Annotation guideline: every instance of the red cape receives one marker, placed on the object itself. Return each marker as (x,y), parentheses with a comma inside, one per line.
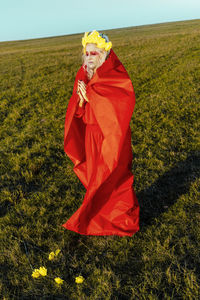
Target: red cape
(110,206)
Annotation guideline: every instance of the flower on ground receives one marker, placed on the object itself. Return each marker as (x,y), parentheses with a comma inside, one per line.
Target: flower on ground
(42,271)
(79,279)
(51,255)
(58,280)
(36,273)
(57,252)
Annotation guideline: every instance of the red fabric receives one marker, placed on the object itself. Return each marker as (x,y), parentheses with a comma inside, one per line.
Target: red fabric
(97,139)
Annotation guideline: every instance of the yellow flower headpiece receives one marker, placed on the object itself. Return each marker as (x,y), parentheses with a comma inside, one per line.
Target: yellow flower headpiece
(95,38)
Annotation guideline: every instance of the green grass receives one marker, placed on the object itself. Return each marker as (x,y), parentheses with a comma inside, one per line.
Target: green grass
(39,190)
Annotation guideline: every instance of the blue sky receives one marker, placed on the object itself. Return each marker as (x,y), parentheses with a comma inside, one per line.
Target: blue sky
(27,19)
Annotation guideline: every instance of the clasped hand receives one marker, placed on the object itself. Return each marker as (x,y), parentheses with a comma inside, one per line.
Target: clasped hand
(81,91)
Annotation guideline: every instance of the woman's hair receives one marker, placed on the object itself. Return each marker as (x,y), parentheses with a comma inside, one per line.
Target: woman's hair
(102,57)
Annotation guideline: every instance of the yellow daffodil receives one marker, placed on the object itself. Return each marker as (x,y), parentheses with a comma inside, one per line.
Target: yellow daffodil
(36,273)
(57,252)
(42,271)
(58,280)
(51,255)
(79,279)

· · ·

• [What is required]: The material is to be written out word for word, and the pictures are to be left out.

• [Response to this task]:
Annotation guideline: every instance of the red cape receives one marker, placed on the object itself. Return each marker as (x,y), parentheses with a comma inside, one per line.
Target: red cape
(110,206)
Annotation guideline: every instance of the flower on ground receives one marker, placed on the object itself. Return each marker as (x,y), parentheses with a comma inside, one per line.
Target: flower on ground
(42,271)
(79,279)
(51,255)
(58,280)
(36,273)
(57,252)
Annotation guideline: every instance of the red fabric receives one marker, placed on the object itself. Return each marker as (x,y), parentheses with a comma inside, one per line.
Target: red fabric
(97,139)
Annotation guideline: every instance of the yellow flower headpiece receives one marker, placed on the object itself. Return each marker as (x,y), parentheses with a comma inside, one per line.
Target: yellow flower headpiece
(95,38)
Annotation guideline: every instance of the green grass receives one marker, placed on the object itself. Return each marker as (x,y), parentheses with a comma inside, one per line.
Target: green grass
(39,190)
Annotation guideline: every instance of the blue sky receives one marker, placed on the object itself. Return each marker as (x,y), parentheses with a comma inside, one per line.
Target: blue sky
(27,19)
Annotation guideline: every instance of the clasped hand receives one marker, placed on the object itself. Return each marker as (x,y), parentheses with a comma inside, one per line.
Target: clasped hand
(81,91)
Annotation guideline: every instance of the woman's hair receives one marker, placed on the object itself. Return each marker as (x,y), parentheses with a comma inside, one per line.
Target: woman's hair
(102,57)
Annotation guideline: every instance of the yellow daffodil receives one marker, placed on the object itself. Return each marker as (x,y), parentheses with a comma inside, one per line.
Target: yellow daffodil
(36,273)
(57,252)
(42,271)
(58,280)
(51,255)
(79,279)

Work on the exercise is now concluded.